▸ **EXTRAIT DU DOCUMENT**:
+===+

25      En troisième lieu, il en va de même en ce qui concerne la prétendue violation irrémédiable de la confidentialité en application de l’article 15, paragraphe 3, du règlement 2022/1925.

26      À cet égard, premièrement, il y a lieu d’observer que cette disposition impose simplement au contrôleur d’accès de publier « un aperçu », élaboré par le contrôleur d’accès lui‑même, qui peut en outre « tenir compte de la nécessité que ses secrets d’affaires ne soient pas divulgués ». Un aperçu est forcément moins détaillé et contient moins d’informations spécifiques que le document qu’il est supposé résumer. Abstraction faite de toute occultation fondée sur la confidentialité, l’élaboration d’un simple « aperçu » signifie nécessairement que le contrôleur d’accès peut synthétiser les informations contenues dans la description ayant fait l’objet d’un audit, pour autant que les objectifs de la publication visés à l’article 15, paragraphe 3, du règlement 2022/1925 soient atteints.

27      Deuxièmement, aucun risque réel pour la confidentialité ne saurait non plus être déduit des arguments de la requérante.

28      En effet, la protection des secrets d’affaires est explicitement garantie par l’article 15, paragraphe 3, du règlement 2022/1925. S’il est vrai que cette disposition ne vise pas les informations confidentielles autres que les secrets d’affaires, il n’en demeure pas moins que la Commission a expliqué, dans ses observations sur la demande en référé, que ces informations bénéficient de la même protection, en renvoyant à cet égard au modèle final de communication au titre de l’article 15 du règlement 2022/1925. Ce modèle, qui a été mis à jour le 12 décembre 2023, prévoit, en son point 6.1., que l’aperçu non confidentiel prévu à l’article 15, paragraphe 3, du règlement 2022/1925 permet au contrôleur d’accès, le cas échéant, de résumer et d’omettre des informations de la description, notamment afin de tenir compte de la nécessité de protéger les secrets d’affaires ou d’autres informations confidentielles. L’expression « aperçu non confidentiel » indique ainsi que des informations confidentielles de toute nature pourront être omises de l’aperçu.

+===+

▸ **CONSIGNE**:
Recopiez l'extrait du document entre « 25      En troisième lieu, il » et « de l’article 15, paragraphe 3, du règlement 2022/1925. », bornes incluses, en remplaçant « prétendue » par « présumée ».

+===+

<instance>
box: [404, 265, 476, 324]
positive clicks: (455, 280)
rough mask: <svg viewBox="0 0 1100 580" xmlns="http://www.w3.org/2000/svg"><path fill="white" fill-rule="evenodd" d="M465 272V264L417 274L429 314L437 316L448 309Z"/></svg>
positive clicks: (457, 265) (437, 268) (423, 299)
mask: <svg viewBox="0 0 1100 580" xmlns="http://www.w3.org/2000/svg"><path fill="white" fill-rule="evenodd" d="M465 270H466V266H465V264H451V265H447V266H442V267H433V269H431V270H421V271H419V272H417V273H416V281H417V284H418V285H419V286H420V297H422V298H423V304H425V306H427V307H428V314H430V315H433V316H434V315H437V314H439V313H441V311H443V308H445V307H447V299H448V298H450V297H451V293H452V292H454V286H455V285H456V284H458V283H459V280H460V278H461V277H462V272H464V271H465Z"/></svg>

+===+

▸ **SOLUTION RÉDIGÉE**:
25      En troisième lieu, il en va de même en ce qui concerne la présumée violation irrémédiable de la confidentialité en application de l’article 15, paragraphe 3, du règlement 2022/1925.